EXERCISE TASK:
Return the records exactly as they are.

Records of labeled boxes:
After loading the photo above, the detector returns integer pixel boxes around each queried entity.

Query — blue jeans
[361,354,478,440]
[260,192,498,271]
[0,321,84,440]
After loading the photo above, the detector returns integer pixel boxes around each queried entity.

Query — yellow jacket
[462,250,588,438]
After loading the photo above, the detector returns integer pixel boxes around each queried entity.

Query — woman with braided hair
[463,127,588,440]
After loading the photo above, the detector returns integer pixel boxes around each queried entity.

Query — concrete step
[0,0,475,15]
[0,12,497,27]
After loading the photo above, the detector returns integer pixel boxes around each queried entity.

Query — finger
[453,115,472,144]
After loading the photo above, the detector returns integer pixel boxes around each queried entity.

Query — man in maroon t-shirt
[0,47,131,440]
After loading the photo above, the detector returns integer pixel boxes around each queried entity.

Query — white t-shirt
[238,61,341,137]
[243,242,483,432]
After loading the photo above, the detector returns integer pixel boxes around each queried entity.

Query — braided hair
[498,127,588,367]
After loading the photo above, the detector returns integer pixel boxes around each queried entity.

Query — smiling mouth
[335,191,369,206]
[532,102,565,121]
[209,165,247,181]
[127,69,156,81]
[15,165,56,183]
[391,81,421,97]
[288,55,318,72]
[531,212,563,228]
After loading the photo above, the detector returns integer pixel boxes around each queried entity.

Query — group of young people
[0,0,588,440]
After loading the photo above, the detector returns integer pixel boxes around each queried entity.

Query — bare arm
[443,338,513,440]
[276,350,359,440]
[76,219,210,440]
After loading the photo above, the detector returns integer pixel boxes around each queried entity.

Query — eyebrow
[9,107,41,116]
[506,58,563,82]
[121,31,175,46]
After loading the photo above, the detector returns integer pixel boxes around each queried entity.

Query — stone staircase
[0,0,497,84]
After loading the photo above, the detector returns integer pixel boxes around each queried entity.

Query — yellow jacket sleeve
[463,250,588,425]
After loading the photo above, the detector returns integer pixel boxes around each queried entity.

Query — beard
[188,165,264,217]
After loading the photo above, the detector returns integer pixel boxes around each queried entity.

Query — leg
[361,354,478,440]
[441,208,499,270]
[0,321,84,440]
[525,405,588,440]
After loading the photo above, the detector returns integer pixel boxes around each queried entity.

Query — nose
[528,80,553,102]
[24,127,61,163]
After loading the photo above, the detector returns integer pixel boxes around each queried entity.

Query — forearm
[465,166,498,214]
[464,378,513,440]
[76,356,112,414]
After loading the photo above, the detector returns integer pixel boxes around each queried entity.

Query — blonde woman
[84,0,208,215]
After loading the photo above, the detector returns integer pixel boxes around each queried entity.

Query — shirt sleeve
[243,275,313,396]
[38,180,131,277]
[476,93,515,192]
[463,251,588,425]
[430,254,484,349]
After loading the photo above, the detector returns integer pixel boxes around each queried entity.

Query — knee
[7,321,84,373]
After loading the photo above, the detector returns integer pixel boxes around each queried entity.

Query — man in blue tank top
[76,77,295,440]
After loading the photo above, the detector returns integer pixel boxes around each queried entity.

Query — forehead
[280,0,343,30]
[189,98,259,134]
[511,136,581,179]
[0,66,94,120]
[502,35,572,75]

TASK RESPONSE:
After loading the photo above, the detector returns integer pixel boxes around each queried entity.

Query — blue jeans
[361,354,478,440]
[260,192,498,271]
[0,321,84,440]
After loading the photo above, the detector returns integer pixel boxes around each queried entity.

Query — yellow jacket
[462,250,588,438]
After loading the photo above, the detector returns integer pixel boxes around each queried entity.

Query — woman with braided hair
[463,127,588,440]
After loading the photo above, the detector returns integer pixel boxes around each queried entity.

Query — concrete step
[0,0,475,15]
[0,12,497,27]
After loading the photo above, the detector returns integer pixel boxes around each queried entity.

Query — finger
[453,115,472,144]
After loading the photo above, the detector returns integer pixel boxes around each queried entity.

Query — man in maroon t-shirt
[0,47,131,440]
After loading the photo above, the detector returns integer pixel boxes around each queried entity.

Query — white t-shirt
[238,61,341,137]
[243,242,483,432]
After loading the photo above, the detector returns integer pixel boxes around each queried entity.

Query — braided hair
[498,127,588,367]
After loading the photo above, the detector returns integer pixel boxes around each queried entity.

Query — smiling mouth
[335,191,369,206]
[532,102,565,121]
[209,165,247,181]
[127,69,156,81]
[15,165,56,183]
[391,81,421,97]
[288,55,318,72]
[531,212,563,228]
After loading the photo above, the detector returns integer pixel boxes around each queried entity.

Query — group of young people
[0,0,588,440]
After loading the photo above, the detector returns integer pixel boxes around each queried entity.

Query — bare arm
[443,338,513,440]
[276,350,359,440]
[76,219,210,440]
After loading the photo above, the detector returns integer pixel boxes around each queried entity.

Query — eyebrow
[9,107,41,116]
[506,58,563,82]
[121,31,175,46]
After loading the photo above, the detector returns integer pixel boxes around each queried entity.

Query — stone staircase
[0,0,497,84]
After loading the photo above, the detector returns integer pixel boxes around each queried entity.

Query — yellow jacket sleeve
[463,250,588,425]
After loading the photo above, the detector returns integer pixel boxes around each queried entity.

Query — beard
[188,165,264,217]
After loading the photo above, the detector returns integer pixel boxes around each queried entity.

Query — leg
[361,354,478,440]
[441,208,499,270]
[0,321,84,440]
[525,405,588,440]
After loading the photo above, the detector returns integer pixel boxes around each queried entity.

Query — nose
[528,80,553,102]
[24,127,61,163]
After loading the photo above, the detector returns integer pixel boxes around each queried entity.

Query — forearm
[465,166,498,214]
[464,378,513,440]
[76,356,112,414]
After loading the photo above, the detector returns integer pixel boxes around each queried entity.

Query — blonde woman
[84,0,208,215]
After loading the photo above, the detector returns integer pixel boxes around each queried entity.

Query — shirt sleeve
[243,275,313,396]
[38,180,131,277]
[476,93,515,192]
[463,251,588,425]
[430,254,484,349]
After loading the photo above, the detector returns integer pixel boxes around each queried entity.

Query — knee
[7,321,84,373]
After loading the photo above, the detector returns integer pixel boxes around each queried entity.

Query — man in blue tank top
[76,77,295,440]
After loading the photo above, the detector returns integer pixel boxes around each queried entity.

Query — forehead
[280,0,343,30]
[189,98,259,134]
[511,136,581,179]
[0,66,94,120]
[502,35,572,75]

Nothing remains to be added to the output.